Return the listing below verbatim. Pictures do not belong in the copy.

BEGIN Data entries

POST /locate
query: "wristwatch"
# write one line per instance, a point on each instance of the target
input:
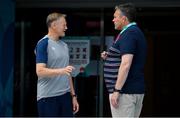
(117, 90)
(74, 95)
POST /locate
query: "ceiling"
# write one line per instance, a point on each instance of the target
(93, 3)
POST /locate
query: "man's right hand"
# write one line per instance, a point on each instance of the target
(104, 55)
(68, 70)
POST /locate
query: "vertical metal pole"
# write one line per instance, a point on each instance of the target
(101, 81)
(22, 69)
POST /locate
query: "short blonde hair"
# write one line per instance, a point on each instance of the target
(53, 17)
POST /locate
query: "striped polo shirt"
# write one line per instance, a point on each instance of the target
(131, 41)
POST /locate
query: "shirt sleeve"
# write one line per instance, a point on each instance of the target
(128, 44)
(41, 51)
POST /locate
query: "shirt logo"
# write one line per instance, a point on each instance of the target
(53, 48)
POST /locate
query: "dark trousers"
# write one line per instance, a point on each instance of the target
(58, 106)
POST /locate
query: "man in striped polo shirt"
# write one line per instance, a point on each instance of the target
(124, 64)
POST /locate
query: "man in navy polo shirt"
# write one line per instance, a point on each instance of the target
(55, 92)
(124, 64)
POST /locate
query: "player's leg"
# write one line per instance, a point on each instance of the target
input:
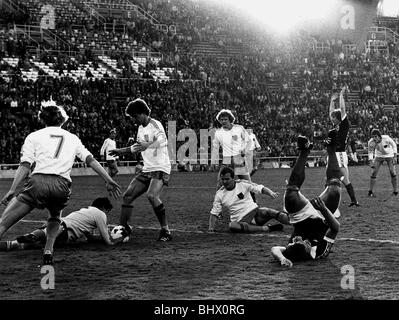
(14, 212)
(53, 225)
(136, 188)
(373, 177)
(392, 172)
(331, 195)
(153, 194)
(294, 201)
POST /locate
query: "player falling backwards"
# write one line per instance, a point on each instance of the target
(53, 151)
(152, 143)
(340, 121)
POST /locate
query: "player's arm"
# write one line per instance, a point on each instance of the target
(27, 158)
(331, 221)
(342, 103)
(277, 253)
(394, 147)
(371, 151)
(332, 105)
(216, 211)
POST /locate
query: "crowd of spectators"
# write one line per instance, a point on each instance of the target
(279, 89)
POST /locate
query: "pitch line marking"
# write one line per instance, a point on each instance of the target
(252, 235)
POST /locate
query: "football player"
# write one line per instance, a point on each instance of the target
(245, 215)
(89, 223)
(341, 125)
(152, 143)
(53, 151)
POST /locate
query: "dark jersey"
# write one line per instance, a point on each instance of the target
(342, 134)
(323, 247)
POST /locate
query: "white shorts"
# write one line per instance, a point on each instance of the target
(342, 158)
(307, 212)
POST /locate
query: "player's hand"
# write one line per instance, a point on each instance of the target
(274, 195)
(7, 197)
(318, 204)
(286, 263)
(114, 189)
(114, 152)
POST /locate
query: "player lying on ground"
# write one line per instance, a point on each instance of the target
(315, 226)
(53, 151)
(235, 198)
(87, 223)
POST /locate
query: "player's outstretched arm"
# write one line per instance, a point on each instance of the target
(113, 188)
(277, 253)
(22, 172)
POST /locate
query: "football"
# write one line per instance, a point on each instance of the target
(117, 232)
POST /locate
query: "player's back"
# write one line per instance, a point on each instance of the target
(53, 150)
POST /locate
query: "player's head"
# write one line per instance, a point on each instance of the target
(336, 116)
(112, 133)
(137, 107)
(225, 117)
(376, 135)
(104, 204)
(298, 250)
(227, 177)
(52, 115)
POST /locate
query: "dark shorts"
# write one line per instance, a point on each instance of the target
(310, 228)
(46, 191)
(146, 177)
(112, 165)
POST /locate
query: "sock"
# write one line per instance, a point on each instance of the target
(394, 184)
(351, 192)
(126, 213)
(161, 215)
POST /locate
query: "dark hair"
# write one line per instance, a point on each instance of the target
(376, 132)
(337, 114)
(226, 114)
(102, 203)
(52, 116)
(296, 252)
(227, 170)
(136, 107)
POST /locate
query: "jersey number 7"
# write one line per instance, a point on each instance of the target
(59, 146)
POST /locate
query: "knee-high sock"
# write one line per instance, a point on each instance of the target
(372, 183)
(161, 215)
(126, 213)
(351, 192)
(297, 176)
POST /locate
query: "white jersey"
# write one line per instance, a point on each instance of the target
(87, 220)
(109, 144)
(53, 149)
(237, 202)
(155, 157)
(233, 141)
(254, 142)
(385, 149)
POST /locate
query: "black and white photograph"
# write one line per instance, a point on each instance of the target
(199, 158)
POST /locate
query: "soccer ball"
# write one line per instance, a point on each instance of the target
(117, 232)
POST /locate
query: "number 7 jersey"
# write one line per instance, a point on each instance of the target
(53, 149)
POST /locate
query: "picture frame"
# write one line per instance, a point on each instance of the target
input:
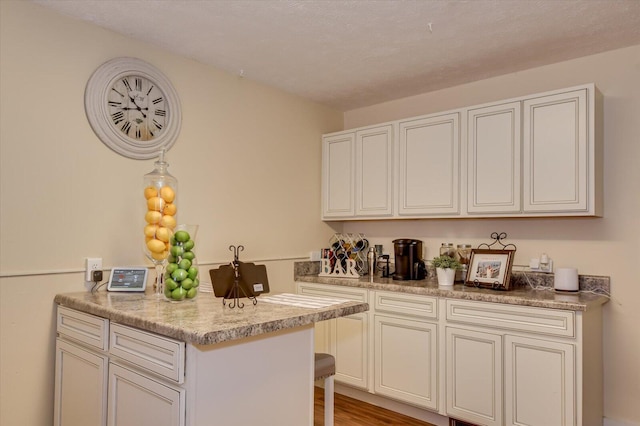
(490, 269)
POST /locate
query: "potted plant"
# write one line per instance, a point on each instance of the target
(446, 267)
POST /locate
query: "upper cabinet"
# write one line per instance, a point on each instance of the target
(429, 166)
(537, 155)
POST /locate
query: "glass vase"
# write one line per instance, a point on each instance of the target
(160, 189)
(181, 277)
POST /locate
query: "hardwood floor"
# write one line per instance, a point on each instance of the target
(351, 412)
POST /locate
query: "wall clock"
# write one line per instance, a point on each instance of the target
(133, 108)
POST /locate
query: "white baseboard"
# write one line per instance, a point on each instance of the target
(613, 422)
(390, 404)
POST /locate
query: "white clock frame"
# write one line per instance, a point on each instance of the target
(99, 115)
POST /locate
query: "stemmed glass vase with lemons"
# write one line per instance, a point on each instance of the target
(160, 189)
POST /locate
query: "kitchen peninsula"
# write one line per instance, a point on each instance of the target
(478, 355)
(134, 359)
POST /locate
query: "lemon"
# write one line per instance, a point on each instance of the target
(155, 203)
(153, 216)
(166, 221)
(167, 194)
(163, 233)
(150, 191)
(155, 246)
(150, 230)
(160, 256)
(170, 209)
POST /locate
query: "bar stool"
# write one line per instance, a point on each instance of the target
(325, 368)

END Data entries

— Response for this exercise —
POST /locate
query: "wristwatch"
# write one line per instance, a point on each instance of the target
input:
(117, 90)
(74, 95)
POST /locate
query: "ceiling"
# write one line per instance, a point on each instance of the target
(93, 3)
POST /locate
query: "man's right hand"
# write one line per instance, a point on each instance of the target
(104, 55)
(68, 70)
POST /locate
query: "vertical metal pole"
# write one line per instance, a point on each instance of the target
(101, 81)
(22, 69)
POST /locate
query: "short blonde hair"
# write one line per instance, a point on each instance of the target
(53, 17)
POST /locate
query: "striped polo shirt"
# write one line per instance, a point on each instance of the target
(131, 41)
POST /locate
query: "shirt sleeve"
# write one line per instance, a point on each instance of the target
(128, 44)
(41, 51)
POST /locate
query: "shirt logo"
# write one line per instance, a point on each instance of the target
(53, 48)
POST /locate
query: "dark trousers"
# write one line per instance, a point on each instance of the target
(58, 106)
POST /locate
query: "man in striped polo shirt"
# write one line per instance, a point on each instance of the target
(124, 64)
POST /locate
query: "man in navy polo shirt"
# write one line per instance, a point on each instance of the target
(55, 92)
(124, 64)
POST /locate
query: "player's leg"
# write one line per instance, a point on each instance of the target
input:
(14, 212)
(53, 225)
(136, 188)
(373, 177)
(392, 172)
(331, 195)
(153, 194)
(294, 201)
POST /locate
query: "player falling backwards"
# write one line per instance, a point on each instance of the target
(53, 151)
(152, 143)
(340, 121)
POST /locate
query: "player's arm"
# write one line per instance, a point on each instance of the target
(27, 158)
(331, 221)
(342, 103)
(277, 253)
(394, 147)
(371, 151)
(332, 105)
(216, 211)
POST /locate
query: "crowd of spectators"
# write one line per instance, a point on each instance of the target
(279, 89)
POST /locate
query: "pitch line marking"
# write one line per instance, a point on each instance of the target
(252, 235)
POST /locate
query: "football player"
# write one line per instance, a point on each instance of the target
(245, 215)
(89, 223)
(341, 125)
(152, 143)
(53, 151)
POST /locate
query: "dark jersey"
# write one line per instance, a point on each instance of the target
(342, 134)
(323, 247)
POST /locate
query: "white shorts"
# write one line per instance, a point on each instance of the target
(342, 158)
(307, 212)
POST /locate
query: "player's hand"
# write one line per instance, a point on each instance of the target
(274, 195)
(7, 197)
(318, 204)
(286, 263)
(114, 189)
(114, 152)
POST /locate
query: "player lying on ground"
# write one line per instance, a point on each instance of the target
(315, 226)
(53, 151)
(235, 198)
(87, 223)
POST /locate
query: "player's outstretched arm"
# write one line per instance, a point on each instance of the target
(113, 188)
(277, 253)
(22, 172)
POST /locate
query: "football"
# write one line per instance, a point on each instance of the target
(117, 232)
POST /locate
query: "player's back"
# write one line per instance, a point on each instance of the target
(53, 150)
POST /locate
query: "player's head"
# write one line per instance, a point on each instance of the target
(336, 116)
(112, 133)
(137, 107)
(225, 117)
(376, 135)
(104, 204)
(298, 250)
(227, 177)
(52, 115)
POST /locate
query: "dark shorts"
# write one line per instance, a point on each instance of the target
(310, 228)
(46, 191)
(146, 177)
(112, 165)
POST /locate
query: "sock"
# write one line per instance, a point on each instance of the target
(394, 184)
(351, 192)
(126, 213)
(161, 215)
POST /locate
query: "dark hair"
# write one line per instance, a point on each instance of the target
(376, 132)
(337, 114)
(226, 114)
(102, 203)
(52, 116)
(296, 252)
(227, 170)
(136, 107)
POST /locate
query: "jersey number 7"
# write one line per instance, a point on each instance of the target
(59, 146)
POST /locate
query: "knee-high sock"
# write one line per instance, a point on each instance of the target
(372, 183)
(161, 215)
(126, 213)
(351, 192)
(297, 176)
POST /locate
query: "white jersey"
# write one line per instance, a point on each instance of the target
(87, 220)
(109, 144)
(53, 149)
(237, 202)
(155, 157)
(233, 141)
(254, 142)
(385, 149)
POST /locate
query: "black and white photograph"
# write one line per instance, a point on each instance of the target
(199, 158)
POST /locate
query: "soccer ball"
# write one line per instance, a point on each instance of the target
(117, 232)
POST /locate
query: "number 7 jersey"
# write one line per instance, a point on each instance of the target
(53, 149)
POST /locate
query: "picture frame"
# write one line per instance, a point on each instance of the target
input:
(490, 269)
POST /locate
query: "potted plant"
# write one line per instance, a point on each instance of the target
(446, 267)
POST /locate
query: "upper cabinet"
# write one line per instance, a point on each instance of the target
(429, 166)
(537, 155)
POST /locate
query: "glass vase"
# write one line per instance, a point on each instance of the target
(160, 189)
(181, 277)
POST /locate
query: "hardwood floor"
# write one line per instance, a point on each instance of the target
(351, 412)
POST /locate
query: "wall clock"
# write one line per instance, a point on each instance of the target
(133, 108)
POST /locate
query: "white baseboard"
# write one line per instance, a point on each instance of the target
(613, 422)
(390, 404)
POST /locate
query: "white clock frame"
# write one line per instance, a point on each instance of the target
(99, 115)
POST /locate
query: "stemmed glass vase with lemons"
# write one line per instance, a point on each instance of the target
(160, 189)
POST /locate
query: "kitchen peninsula"
# write one line per instance, a point on each instance of the target
(478, 355)
(134, 359)
POST /locate
query: "lemon"
# write one line per instance, a point on each instance of the target
(155, 203)
(153, 216)
(166, 221)
(167, 194)
(163, 233)
(150, 191)
(155, 246)
(150, 230)
(160, 256)
(170, 209)
POST /locate
query: "bar stool"
# write one line per instance, a point on each instance of the target
(325, 368)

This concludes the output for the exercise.